DIRECTIONS FOR THIS TASK - Copy out exactly the lines from the one containing "Where can the water" to the end of the records below, both included, and nothing else.

— begin DATASET ENTRIES —

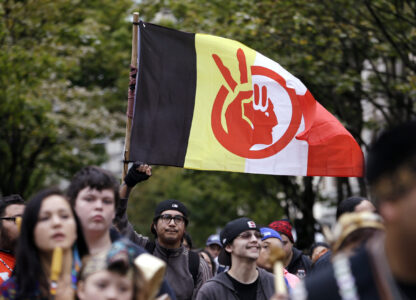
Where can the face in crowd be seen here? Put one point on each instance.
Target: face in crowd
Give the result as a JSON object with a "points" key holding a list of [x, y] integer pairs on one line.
{"points": [[95, 209], [106, 285], [56, 225], [266, 245], [245, 246], [170, 228]]}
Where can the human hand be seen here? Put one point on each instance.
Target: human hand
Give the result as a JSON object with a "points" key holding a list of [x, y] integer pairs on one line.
{"points": [[138, 172]]}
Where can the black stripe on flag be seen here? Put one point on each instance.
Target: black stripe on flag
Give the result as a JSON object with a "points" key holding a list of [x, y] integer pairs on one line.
{"points": [[165, 96]]}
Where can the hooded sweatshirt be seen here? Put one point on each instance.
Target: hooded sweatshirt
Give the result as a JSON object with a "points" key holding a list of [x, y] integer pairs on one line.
{"points": [[221, 287]]}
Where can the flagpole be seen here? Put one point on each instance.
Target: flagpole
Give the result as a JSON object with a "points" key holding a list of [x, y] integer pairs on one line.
{"points": [[130, 104]]}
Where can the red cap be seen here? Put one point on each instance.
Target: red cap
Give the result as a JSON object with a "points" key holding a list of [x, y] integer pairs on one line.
{"points": [[283, 227]]}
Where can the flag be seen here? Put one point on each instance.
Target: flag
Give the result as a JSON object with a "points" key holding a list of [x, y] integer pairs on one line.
{"points": [[210, 103]]}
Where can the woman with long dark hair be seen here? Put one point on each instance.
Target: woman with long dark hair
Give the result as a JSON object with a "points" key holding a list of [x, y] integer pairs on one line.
{"points": [[48, 223]]}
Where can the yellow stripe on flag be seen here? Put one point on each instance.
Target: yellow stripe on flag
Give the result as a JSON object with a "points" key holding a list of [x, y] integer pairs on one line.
{"points": [[204, 151]]}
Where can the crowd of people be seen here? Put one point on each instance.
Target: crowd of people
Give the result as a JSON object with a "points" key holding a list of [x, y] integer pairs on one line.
{"points": [[81, 245]]}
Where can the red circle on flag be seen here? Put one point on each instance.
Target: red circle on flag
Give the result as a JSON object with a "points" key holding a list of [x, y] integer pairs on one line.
{"points": [[235, 146]]}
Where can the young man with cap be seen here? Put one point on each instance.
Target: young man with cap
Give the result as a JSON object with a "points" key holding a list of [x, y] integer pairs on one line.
{"points": [[271, 238], [11, 207], [385, 267], [241, 247], [186, 272], [295, 261]]}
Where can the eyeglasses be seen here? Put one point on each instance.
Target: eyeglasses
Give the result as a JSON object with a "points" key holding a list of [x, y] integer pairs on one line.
{"points": [[13, 219], [247, 235], [177, 219]]}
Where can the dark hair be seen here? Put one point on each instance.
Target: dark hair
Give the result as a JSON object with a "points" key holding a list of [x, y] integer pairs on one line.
{"points": [[348, 205], [316, 245], [9, 200], [29, 272], [95, 178]]}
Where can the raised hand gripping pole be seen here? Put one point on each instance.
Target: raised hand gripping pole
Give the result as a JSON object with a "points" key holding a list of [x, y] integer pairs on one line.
{"points": [[131, 96]]}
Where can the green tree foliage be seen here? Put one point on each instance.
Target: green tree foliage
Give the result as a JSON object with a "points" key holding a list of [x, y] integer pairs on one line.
{"points": [[64, 68], [357, 59]]}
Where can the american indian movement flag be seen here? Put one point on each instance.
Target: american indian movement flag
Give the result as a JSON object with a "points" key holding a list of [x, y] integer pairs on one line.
{"points": [[211, 103]]}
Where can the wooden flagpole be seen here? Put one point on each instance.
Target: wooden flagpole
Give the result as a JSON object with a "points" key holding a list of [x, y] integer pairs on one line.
{"points": [[129, 118]]}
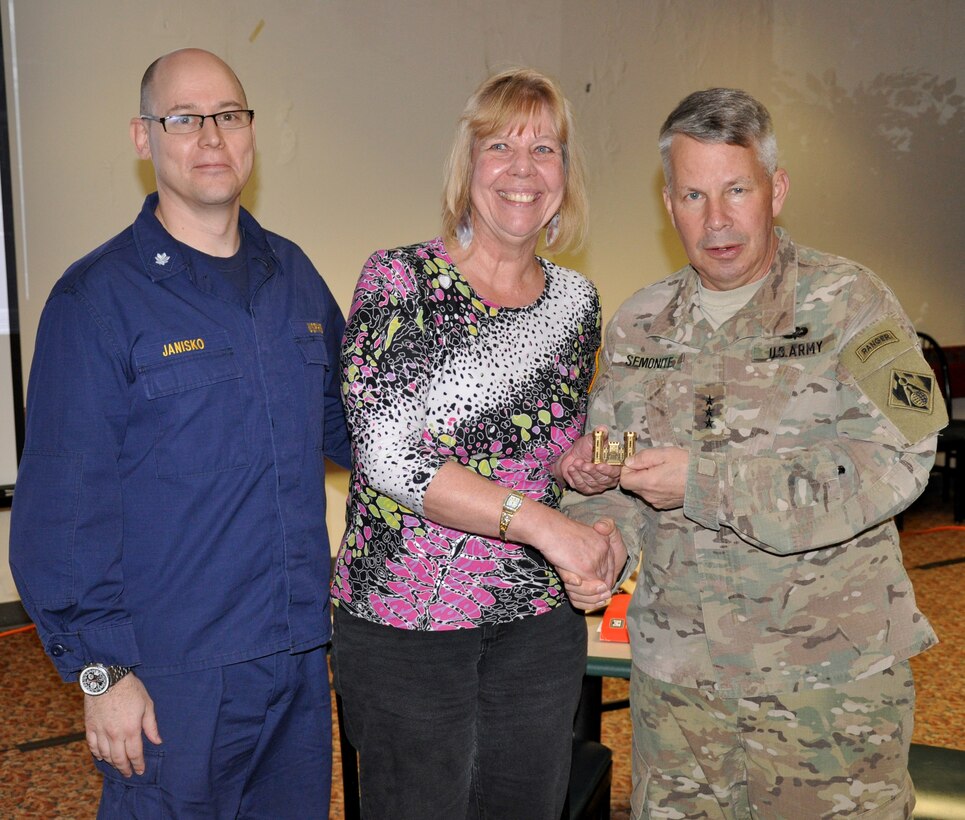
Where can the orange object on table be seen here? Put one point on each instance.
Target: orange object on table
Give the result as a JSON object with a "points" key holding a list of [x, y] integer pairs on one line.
{"points": [[614, 626]]}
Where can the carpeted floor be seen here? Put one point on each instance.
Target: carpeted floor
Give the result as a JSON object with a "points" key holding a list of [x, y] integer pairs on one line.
{"points": [[45, 769]]}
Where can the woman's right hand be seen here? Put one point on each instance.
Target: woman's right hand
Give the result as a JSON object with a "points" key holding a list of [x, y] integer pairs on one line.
{"points": [[568, 545]]}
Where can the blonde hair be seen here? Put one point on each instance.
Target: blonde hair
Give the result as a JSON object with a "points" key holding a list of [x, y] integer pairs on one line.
{"points": [[515, 97]]}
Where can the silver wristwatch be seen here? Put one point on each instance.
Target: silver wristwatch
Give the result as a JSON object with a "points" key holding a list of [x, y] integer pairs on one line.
{"points": [[96, 678]]}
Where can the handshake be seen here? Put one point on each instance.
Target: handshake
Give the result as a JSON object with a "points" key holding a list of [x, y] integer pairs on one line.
{"points": [[595, 464]]}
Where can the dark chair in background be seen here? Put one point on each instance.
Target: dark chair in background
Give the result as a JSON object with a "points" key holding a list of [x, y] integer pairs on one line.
{"points": [[951, 440]]}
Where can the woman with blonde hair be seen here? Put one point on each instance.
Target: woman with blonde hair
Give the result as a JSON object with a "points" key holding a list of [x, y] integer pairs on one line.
{"points": [[466, 363]]}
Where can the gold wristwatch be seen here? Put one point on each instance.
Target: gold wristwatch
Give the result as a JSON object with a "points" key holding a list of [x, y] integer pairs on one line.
{"points": [[510, 507]]}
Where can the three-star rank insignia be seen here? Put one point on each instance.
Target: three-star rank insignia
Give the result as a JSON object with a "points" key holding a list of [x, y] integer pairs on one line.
{"points": [[912, 391]]}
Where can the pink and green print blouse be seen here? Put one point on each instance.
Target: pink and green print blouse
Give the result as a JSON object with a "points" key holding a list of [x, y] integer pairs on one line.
{"points": [[432, 372]]}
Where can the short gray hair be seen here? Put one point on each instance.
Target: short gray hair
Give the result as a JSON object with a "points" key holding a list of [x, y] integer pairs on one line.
{"points": [[726, 115]]}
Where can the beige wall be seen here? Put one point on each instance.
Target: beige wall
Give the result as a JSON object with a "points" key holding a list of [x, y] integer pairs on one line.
{"points": [[356, 101]]}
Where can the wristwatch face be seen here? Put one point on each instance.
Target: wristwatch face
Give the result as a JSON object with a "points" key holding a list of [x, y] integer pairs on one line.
{"points": [[94, 679]]}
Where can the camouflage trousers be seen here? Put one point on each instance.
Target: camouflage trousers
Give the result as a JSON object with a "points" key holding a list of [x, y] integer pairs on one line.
{"points": [[835, 752]]}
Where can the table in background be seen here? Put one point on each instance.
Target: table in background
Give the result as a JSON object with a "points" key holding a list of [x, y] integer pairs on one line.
{"points": [[605, 659]]}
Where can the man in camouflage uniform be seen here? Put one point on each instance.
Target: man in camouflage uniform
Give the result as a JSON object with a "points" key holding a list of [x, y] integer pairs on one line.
{"points": [[784, 414]]}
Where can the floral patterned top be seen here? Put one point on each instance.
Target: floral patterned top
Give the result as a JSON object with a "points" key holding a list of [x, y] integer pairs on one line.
{"points": [[432, 372]]}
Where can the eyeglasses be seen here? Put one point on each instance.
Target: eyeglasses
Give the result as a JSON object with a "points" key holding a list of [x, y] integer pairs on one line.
{"points": [[189, 123]]}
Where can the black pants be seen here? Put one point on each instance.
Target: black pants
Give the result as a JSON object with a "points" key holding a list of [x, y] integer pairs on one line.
{"points": [[468, 723]]}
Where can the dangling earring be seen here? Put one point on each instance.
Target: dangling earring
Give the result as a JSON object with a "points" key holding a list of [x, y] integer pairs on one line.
{"points": [[553, 229], [464, 231]]}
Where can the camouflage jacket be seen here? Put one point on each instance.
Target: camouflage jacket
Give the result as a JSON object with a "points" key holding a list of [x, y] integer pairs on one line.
{"points": [[810, 418]]}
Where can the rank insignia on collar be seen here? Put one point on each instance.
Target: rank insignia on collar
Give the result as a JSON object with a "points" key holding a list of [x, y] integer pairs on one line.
{"points": [[912, 391]]}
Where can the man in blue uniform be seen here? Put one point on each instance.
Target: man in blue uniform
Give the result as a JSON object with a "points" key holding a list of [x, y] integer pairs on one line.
{"points": [[168, 535]]}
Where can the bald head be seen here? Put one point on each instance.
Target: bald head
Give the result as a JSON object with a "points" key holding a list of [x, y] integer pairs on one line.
{"points": [[184, 60]]}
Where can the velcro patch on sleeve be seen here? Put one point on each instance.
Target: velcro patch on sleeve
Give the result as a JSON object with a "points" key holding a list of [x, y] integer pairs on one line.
{"points": [[888, 368]]}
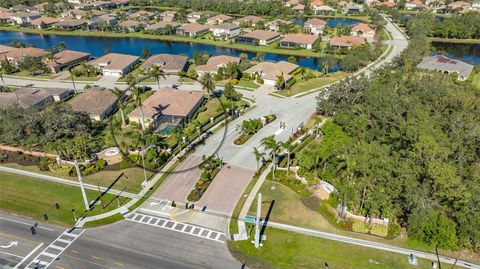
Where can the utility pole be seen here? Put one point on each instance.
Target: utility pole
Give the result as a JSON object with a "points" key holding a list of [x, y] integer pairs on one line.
{"points": [[257, 220], [82, 188]]}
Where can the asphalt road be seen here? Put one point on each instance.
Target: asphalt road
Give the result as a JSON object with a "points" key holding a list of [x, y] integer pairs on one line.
{"points": [[121, 245]]}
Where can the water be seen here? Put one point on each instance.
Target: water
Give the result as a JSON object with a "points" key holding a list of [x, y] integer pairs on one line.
{"points": [[97, 46], [469, 53]]}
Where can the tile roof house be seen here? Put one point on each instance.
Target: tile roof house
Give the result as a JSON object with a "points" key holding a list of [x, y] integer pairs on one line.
{"points": [[258, 37], [298, 40], [168, 107], [66, 58], [447, 65], [214, 63], [275, 24], [363, 30], [269, 71], [192, 29], [226, 30], [250, 20], [346, 42], [169, 63], [32, 97], [43, 22], [115, 64], [14, 56], [315, 26], [97, 103], [220, 18]]}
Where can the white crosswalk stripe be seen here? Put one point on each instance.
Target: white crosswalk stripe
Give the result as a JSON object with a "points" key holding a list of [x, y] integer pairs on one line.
{"points": [[177, 227], [47, 256]]}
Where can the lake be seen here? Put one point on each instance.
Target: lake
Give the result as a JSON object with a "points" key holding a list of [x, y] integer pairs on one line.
{"points": [[469, 53], [97, 46]]}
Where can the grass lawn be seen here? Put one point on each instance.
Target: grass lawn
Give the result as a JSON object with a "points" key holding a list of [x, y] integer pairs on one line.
{"points": [[132, 178], [32, 198], [284, 249], [303, 86]]}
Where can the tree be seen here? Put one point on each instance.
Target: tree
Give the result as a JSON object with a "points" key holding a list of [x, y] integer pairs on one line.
{"points": [[145, 53], [208, 82], [156, 72]]}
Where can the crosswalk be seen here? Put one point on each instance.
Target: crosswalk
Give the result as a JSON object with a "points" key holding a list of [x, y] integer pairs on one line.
{"points": [[53, 251], [178, 227]]}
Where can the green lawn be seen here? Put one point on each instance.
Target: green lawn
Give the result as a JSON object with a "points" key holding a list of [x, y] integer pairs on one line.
{"points": [[33, 198], [303, 86], [284, 249], [132, 178]]}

— end DATASET ENTRIES —

COMPLETE ANSWER -
Where can the water be seen here? Put one point on each instance.
Target: water
Give the result as a JSON object with a "points" key holding a list of [x, y] integer pairs on one line.
{"points": [[97, 46], [469, 53]]}
Where can the tile roof house be seen here? Put one point on each instance.
Target: tile roof house
Give the result as a JSON object with a "points" key holding a list of [x, y] integer pairs on one line.
{"points": [[258, 37], [298, 40], [168, 107], [66, 58], [447, 65], [214, 63], [275, 24], [363, 30], [269, 71], [192, 29], [226, 30], [250, 20], [346, 42], [169, 63], [32, 97], [43, 22], [115, 64], [14, 56], [315, 26], [97, 103], [220, 18]]}
Where can the white crosswalk stripe be seen here? Put one point on each instance.
Target: white crosswalk stripe
Give the result as a JSON object with a "points" key holding a list of [x, y] integer pairs on one line.
{"points": [[177, 227], [47, 256]]}
Where can the lake be seen here? Put one point on each instance.
Target: lake
Give the result as a JSON object with a "points" key holding a list of [x, y] integer pairs on one line.
{"points": [[469, 53], [97, 46]]}
Where can the grass lawn be seen here? Put one point on each instance.
Target: grass lawn
Give the result as a JSON object with a "points" key holding a list of [x, y] integer pairs on one line.
{"points": [[132, 178], [32, 198], [284, 249], [303, 86]]}
Where can the tree be seen here? Put one point on each instance.
Target: tree
Give the result as a JSON object with a "points" key holding a list of [x, y] integer pairs on one line.
{"points": [[145, 53], [208, 82], [156, 72]]}
Where can the crosswalk be seen here? Put one point on each instance.
Target: crosswalk
Give the result as a JSON object with a "points" key holding a list of [x, y] integer pairs on one line.
{"points": [[53, 251], [178, 227]]}
Where can the green lawn be seen here? Put one point on each instance.
Target: green lawn
Give the result as a JSON object with a "points" key holding a list of [x, y] integer pairs on one line.
{"points": [[33, 198], [303, 86], [284, 249], [132, 178]]}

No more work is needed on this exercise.